* Things to do *
1/ In the sensory processing disorder text below, rewrite the paragraph beginning "Sensory processing disorder (SPD) may affect" in fewer words, keeping its main facts.
2/ Reproduce the passage of the sensory processing disorder text below, beginning at the words "Types of Sensory" and stopping after "sensory-based motor disorder.".

* Source document *

____________

Types of Sensory Processing Disorders: Part 1

Sensory processing disorder (SPD) may affect only one sense, like hearing or sight, or it can impact multiple senses. For example,  a child may react strongly to different textures of clothing while another may over-respond to loud sounds. Many children who have SPD are not immediately diagnosed with the condition as the disorder can be mistaken for ADHD. Many people reach adulthood without a proper diagnosis and may struggle with the symptoms of the disorder.

There are three subtypes of SPD: sensory modulation disorder, sensory-based motor disorder, and sensory discrimination disorder. In today’s post we’ll be reviewing 2 subtypes of SPD: sensory modulation disorder and sensory-based motor disorder.

____________

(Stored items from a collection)
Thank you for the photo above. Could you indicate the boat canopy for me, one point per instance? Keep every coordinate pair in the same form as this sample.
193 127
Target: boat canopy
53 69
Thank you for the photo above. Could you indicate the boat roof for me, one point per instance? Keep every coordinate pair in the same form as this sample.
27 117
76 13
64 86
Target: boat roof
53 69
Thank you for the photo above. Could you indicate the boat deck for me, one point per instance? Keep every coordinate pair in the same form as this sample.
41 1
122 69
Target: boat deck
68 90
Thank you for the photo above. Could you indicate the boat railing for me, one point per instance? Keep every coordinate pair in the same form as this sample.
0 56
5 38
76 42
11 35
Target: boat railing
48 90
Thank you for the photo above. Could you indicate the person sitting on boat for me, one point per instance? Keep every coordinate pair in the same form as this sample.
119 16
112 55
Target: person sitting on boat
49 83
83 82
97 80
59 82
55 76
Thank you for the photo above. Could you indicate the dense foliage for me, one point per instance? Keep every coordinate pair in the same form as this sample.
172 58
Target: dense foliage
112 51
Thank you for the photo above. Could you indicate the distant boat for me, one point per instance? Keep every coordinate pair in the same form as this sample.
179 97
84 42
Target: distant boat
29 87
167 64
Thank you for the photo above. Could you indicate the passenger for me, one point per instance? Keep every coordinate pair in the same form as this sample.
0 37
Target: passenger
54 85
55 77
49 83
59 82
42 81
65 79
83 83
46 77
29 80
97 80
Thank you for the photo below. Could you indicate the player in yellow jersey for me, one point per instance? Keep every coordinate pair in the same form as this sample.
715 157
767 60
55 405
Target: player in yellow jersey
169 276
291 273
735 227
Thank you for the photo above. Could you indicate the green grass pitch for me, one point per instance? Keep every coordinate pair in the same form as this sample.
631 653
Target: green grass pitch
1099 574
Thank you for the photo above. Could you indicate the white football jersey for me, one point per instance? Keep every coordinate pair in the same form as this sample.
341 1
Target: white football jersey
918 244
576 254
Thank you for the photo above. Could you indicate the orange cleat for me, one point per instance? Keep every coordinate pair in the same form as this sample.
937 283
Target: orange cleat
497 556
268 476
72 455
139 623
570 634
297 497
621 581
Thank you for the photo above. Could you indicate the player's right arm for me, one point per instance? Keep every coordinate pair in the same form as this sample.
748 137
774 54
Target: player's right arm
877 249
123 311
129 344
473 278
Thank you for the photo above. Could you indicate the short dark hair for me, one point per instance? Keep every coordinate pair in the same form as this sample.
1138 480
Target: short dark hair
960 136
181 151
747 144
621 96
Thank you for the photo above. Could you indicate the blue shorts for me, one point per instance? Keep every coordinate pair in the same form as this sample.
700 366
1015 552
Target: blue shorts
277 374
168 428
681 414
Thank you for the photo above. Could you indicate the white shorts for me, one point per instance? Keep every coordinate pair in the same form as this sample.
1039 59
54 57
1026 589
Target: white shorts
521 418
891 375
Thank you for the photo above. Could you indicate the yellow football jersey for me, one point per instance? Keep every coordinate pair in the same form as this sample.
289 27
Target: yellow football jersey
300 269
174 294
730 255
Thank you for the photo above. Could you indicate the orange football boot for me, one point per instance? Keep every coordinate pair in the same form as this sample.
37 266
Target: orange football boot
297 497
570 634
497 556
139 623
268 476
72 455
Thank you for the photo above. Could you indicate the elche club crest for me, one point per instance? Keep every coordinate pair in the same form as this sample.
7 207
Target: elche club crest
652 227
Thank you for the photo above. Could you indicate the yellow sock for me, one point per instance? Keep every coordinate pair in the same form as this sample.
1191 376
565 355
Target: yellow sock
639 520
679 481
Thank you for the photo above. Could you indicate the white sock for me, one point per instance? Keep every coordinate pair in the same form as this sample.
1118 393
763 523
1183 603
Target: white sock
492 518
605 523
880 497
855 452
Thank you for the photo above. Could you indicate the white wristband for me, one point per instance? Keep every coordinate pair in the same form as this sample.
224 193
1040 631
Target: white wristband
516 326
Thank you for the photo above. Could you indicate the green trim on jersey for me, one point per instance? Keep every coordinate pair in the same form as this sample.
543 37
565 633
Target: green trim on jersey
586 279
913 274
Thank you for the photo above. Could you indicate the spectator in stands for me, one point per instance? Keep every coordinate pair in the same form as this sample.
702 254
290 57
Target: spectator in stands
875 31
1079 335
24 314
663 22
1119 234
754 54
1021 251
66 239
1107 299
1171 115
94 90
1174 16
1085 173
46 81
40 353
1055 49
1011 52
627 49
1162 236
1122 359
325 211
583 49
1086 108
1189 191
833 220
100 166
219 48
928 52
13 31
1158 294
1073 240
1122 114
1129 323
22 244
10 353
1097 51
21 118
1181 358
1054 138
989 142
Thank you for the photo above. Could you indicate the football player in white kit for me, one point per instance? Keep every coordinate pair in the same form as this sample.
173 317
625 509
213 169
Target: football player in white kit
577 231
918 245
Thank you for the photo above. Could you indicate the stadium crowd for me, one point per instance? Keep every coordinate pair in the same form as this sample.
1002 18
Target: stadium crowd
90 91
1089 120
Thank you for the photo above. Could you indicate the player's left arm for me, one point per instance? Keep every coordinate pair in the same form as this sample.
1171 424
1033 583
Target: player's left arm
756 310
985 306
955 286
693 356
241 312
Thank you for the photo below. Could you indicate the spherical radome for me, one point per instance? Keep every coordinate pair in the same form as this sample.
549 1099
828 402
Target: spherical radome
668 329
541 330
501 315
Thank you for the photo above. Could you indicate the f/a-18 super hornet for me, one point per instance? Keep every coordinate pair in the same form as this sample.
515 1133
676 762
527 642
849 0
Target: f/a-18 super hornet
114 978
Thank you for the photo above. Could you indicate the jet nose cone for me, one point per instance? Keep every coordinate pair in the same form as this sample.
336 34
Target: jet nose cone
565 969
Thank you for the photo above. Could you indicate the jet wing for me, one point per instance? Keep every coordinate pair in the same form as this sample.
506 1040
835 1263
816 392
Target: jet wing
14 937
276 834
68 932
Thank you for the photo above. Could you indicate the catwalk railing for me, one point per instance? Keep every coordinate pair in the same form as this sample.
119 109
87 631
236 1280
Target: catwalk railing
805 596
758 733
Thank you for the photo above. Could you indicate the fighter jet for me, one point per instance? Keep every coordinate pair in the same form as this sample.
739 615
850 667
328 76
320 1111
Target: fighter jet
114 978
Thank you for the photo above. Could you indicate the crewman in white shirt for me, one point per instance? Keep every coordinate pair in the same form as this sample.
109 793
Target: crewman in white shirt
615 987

____________

* Per-task outputs *
1/ SPD can affect a single sense, such as hearing or sight, or several. One child may react strongly to clothing textures, while another may over-respond to loud sounds. Because it can be mistaken for ADHD, many children aren't diagnosed right away, and many people reach adulthood undiagnosed and may struggle with its symptoms.

2/
Types of Sensory Processing Disorders: Part 1

Sensory processing disorder (SPD) may affect only one sense, like hearing or sight, or it can impact multiple senses. For example,  a child may react strongly to different textures of clothing while another may over-respond to loud sounds. Many children who have SPD are not immediately diagnosed with the condition as the disorder can be mistaken for ADHD. Many people reach adulthood without a proper diagnosis and may struggle with the symptoms of the disorder.

There are three subtypes of SPD: sensory modulation disorder, sensory-based motor disorder, and sensory discrimination disorder. In today’s post we’ll be reviewing 2 subtypes of SPD: sensory modulation disorder and sensory-based motor disorder.